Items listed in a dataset

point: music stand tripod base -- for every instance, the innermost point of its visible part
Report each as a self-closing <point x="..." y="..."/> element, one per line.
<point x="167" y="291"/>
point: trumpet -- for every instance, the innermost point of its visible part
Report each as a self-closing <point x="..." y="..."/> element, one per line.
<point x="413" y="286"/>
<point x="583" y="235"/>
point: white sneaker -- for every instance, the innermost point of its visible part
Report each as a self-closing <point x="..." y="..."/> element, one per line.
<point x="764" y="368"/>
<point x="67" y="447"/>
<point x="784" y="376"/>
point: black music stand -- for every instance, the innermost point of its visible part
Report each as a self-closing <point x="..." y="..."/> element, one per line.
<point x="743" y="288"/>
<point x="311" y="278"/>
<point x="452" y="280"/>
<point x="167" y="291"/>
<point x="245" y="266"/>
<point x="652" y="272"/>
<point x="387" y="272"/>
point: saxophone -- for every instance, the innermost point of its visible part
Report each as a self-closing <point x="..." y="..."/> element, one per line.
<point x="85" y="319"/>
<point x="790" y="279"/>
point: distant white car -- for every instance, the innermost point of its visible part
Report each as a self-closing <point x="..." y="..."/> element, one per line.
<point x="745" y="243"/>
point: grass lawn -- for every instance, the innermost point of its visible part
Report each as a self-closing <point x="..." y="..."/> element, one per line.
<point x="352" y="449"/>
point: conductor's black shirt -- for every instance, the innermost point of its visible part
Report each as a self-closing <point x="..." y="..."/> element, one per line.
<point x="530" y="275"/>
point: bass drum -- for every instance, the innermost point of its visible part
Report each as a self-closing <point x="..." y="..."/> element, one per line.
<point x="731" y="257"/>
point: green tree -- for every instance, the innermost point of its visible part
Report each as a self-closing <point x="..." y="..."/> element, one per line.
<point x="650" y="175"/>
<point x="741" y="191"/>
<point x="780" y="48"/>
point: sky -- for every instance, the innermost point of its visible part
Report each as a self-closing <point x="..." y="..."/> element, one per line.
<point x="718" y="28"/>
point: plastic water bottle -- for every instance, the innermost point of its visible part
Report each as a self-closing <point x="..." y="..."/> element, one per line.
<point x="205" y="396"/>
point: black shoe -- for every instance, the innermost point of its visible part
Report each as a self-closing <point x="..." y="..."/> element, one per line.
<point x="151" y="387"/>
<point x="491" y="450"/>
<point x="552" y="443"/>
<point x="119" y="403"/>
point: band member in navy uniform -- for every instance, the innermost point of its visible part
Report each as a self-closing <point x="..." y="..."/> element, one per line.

WORK TASK: Each line of the data above is to be duplicated exactly.

EXERCISE SOLUTION:
point: music stand tripod base -- for every instance, the innermost point of its visible part
Report each as a self-closing <point x="..." y="..."/> element, one per line.
<point x="167" y="291"/>
point: trumpet -- for every instance, the innermost point of its visible part
Report each as a self-closing <point x="..." y="..."/> element, one per line.
<point x="413" y="286"/>
<point x="583" y="235"/>
point: white sneaker -- for every instance, the innermost point of its visible part
Report each as a self-closing <point x="..." y="..."/> element, one per line.
<point x="764" y="368"/>
<point x="67" y="447"/>
<point x="784" y="376"/>
point: black music stand -- for every instance, the innermost point of its visible part
Report each as a self-closing <point x="..." y="..."/> element, one per line.
<point x="743" y="288"/>
<point x="311" y="278"/>
<point x="452" y="280"/>
<point x="167" y="291"/>
<point x="245" y="266"/>
<point x="652" y="272"/>
<point x="387" y="272"/>
point: saxophone -- for every instance, the innermost point of its visible part
Report each as a self-closing <point x="..." y="..."/> element, one per line.
<point x="85" y="319"/>
<point x="790" y="279"/>
point: distant white car -- for every instance, the innermost point of its visible part
Report each as a self-closing <point x="..." y="..."/> element, one per line.
<point x="745" y="243"/>
point: grass lawn -- for every instance, the innermost point of its visible part
Report each as a self-closing <point x="..." y="..."/> element, one per line.
<point x="352" y="449"/>
point: conductor's black shirt -- for every instance, the innermost point of its visible part
Report each as a self-closing <point x="..." y="..."/> element, one per line.
<point x="530" y="275"/>
point: bass drum -- for every instance, the innermost point of its visible part
Report each as a self-closing <point x="..." y="..."/> element, one per line.
<point x="731" y="257"/>
point: green tree -- for every instance, the innermost point of its visible part
Report each as a self-closing <point x="..." y="..."/> element, one per line.
<point x="650" y="175"/>
<point x="741" y="191"/>
<point x="780" y="48"/>
point: sky -- for every instance, the innermost point of its visible part
Report each as a self-closing <point x="..." y="..."/> element, one per line.
<point x="718" y="28"/>
point: plastic water bottle -- for every instance, the innermost point of its visible part
Report each as a self-closing <point x="..." y="..."/> element, one per line.
<point x="205" y="396"/>
point: black shoe -- for every instance, the innermost point of its visible part
Report each as a self-closing <point x="..." y="..."/> element, one per line.
<point x="151" y="387"/>
<point x="491" y="450"/>
<point x="552" y="443"/>
<point x="119" y="403"/>
point: band member in navy uniform -- for every instance, the innermost point of its visible part
Report each as a self-closing <point x="..." y="..."/> element, one per line.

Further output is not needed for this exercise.